# EXTRACTED TEXT:
>>
Since 1943 the Wollaston family painting has been on loan to New Walk Museum and Art Gallery, Leicester. The painting celebrates the bringing together and marriage of an English family with the children of immigrant refugees - the French Huguenots. Set in a stately interior, it commemorates not aristocrats but the emerging ‘middling’ classes, over a fashionable foreign intoxicant - tea.

The Leicester Museums Trust must now raise a £16,000 from public donations by 28 February 2019 to save the Hogarth. Lars Tharp tells us about the painting’s national significance and its importance for Leicestershire

Photoraph of Lars Tharp with Hogarth's 'The Wollaston Family'

The Wollaston Family painting is a large example of an early Georgian ‘Conversation Piece'. Beyond the mere recording of likenesses and groupings of figures, William Hogarth captures the emergence in England of a settled period of comparative peace, confidence and economic growth.

Detail of Hogarth's 'The Wollaston Family'

William Hogarth, 'William Wollaston & his Family' (detail)

One also sees the beginnings of social equalization of men and women in mixed gatherings – something rarely seen in the previous century. The women in the painting actively ‘lead’ the party, whether presiding over the serving of tea or playing cards, on equal terms with their men-folk.

It is an ambitious work, painted within a mere four years of taking up the palette. Hogarth’s painting comprises no fewer than seventeen individuals and a pet pug –possibly his own.  Figures are arranged in two groups, one taking tea, the other playing cards. Hogarth presents several simultaneous dramas here:  three recently married couples and friends, players uniting the Wollastons and the Huguenot Fauquiers.

Hogarth, The Wollaston Family, details

The painting celebrates William Wollaston’s good fortune in his newly acquired inheritance – he is standing in the centre, gesturing with a pack of cards in one outstretched hand. The black drapery seen around the walls of the hall indicates that the house has moved from full mourning into half-mourning for his elder brother, further reflected in the dress of the company - black and white both being colours of mourning.

Thanks to a key written in 1735 by one of the sitters, Francis Wollaston (neé Fauquier), the identities of the individuals are all known.

detail of Hogarth's Wollaston Family painting

Francis (on the extreme left of the painting) goes on to become Lieutentant Governor of Virginia, USA, as well as later joining Hogarth as governor of London’s Foundling Hospital.

Hogarth's The Wollaston Family

William Hogarth, 'William Wollaston and His Family in a Grand Interior', 1730

Painted in 1730, it is a remarkably mature work from a man but lately setting out as a painter - one of the most ambitious multiple portraits of the period. It is a pivotal moment - the sitters are members of the mercantile and trading classes rather than aristocrats  -marking a shift in artistic patronage

It is also a painting of the highest national importance.
<<
# APPLY WHAT YOU READ:
a. Decide whether each statement agrees with the text about the Hogarth painting, answering yes or no and quoting the deciding words: (i) the painting has been on loan to New Walk Museum and Art Gallery since 1943; (ii) the painting shows twelve people; (iii) William Wollaston stands at the far left of the painting.
b. Revise the text about the Hogarth painting from "The Leicester Museums" up to and including "and economic growth.", putting "economic expansion" in place of "economic growth".

[Stored data]
>>
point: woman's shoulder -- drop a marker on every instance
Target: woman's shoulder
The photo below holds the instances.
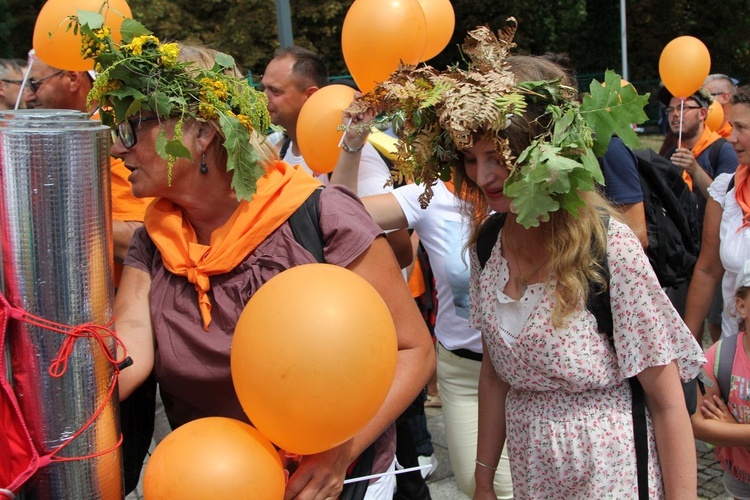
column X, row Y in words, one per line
column 719, row 187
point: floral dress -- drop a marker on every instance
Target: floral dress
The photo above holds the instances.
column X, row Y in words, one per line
column 568, row 412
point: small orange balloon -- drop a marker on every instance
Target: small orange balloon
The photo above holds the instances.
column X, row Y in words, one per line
column 379, row 34
column 715, row 116
column 441, row 20
column 684, row 65
column 214, row 457
column 318, row 135
column 313, row 357
column 57, row 46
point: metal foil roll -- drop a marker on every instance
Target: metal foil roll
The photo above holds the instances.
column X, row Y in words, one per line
column 55, row 218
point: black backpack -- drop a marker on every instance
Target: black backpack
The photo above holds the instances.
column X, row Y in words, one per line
column 672, row 219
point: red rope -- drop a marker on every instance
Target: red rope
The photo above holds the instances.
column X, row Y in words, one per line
column 59, row 365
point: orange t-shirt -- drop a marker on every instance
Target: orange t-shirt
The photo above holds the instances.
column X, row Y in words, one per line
column 125, row 206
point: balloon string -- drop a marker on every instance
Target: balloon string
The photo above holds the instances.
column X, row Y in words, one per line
column 30, row 63
column 682, row 111
column 376, row 476
column 344, row 132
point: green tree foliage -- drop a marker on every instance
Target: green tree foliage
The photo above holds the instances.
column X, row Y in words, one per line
column 588, row 30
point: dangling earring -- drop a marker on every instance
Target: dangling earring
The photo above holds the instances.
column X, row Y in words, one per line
column 204, row 168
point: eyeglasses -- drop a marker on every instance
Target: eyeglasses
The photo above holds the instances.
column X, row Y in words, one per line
column 671, row 110
column 126, row 130
column 35, row 84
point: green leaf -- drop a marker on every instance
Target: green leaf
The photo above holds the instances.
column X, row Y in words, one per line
column 611, row 109
column 224, row 60
column 242, row 159
column 93, row 20
column 177, row 149
column 131, row 28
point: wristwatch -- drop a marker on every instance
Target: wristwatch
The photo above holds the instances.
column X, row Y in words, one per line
column 351, row 150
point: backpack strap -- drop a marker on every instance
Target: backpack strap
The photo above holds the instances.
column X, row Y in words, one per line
column 305, row 225
column 723, row 364
column 713, row 155
column 488, row 234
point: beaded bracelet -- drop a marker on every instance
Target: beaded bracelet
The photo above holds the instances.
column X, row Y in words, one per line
column 486, row 466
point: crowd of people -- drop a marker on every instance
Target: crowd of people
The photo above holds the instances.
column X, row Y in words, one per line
column 549, row 327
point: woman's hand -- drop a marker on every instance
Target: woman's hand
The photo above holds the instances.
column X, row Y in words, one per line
column 320, row 476
column 717, row 410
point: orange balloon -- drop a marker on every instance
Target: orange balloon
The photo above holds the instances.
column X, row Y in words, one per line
column 59, row 47
column 313, row 357
column 441, row 20
column 684, row 65
column 214, row 457
column 378, row 34
column 715, row 116
column 318, row 135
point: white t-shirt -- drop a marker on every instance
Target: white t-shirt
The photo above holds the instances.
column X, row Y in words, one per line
column 373, row 172
column 734, row 248
column 443, row 232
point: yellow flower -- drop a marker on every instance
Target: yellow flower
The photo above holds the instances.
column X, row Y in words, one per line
column 246, row 121
column 169, row 53
column 206, row 111
column 136, row 45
<<
# ANSWERS TO THE PROBLEMS:
a.
(i) Yes: "Since 1943 the Wollaston family painting has been on loan to New Walk Museum and Art Gallery, Leicester."
(ii) No: "Hogarth’s painting comprises no fewer than seventeen individuals and a pet pug"
(iii) No: "he is standing in the centre, gesturing with a pack of cards in one outstretched hand."

b.
The Leicester Museums Trust must now raise a £16,000 from public donations by 28 February 2019 to save the Hogarth. Lars Tharp tells us about the painting’s national significance and its importance for Leicestershire

Photoraph of Lars Tharp with Hogarth's 'The Wollaston Family'

The Wollaston Family painting is a large example of an early Georgian ‘Conversation Piece'. Beyond the mere recording of likenesses and groupings of figures, William Hogarth captures the emergence in England of a settled period of comparative peace, confidence and economic expansion.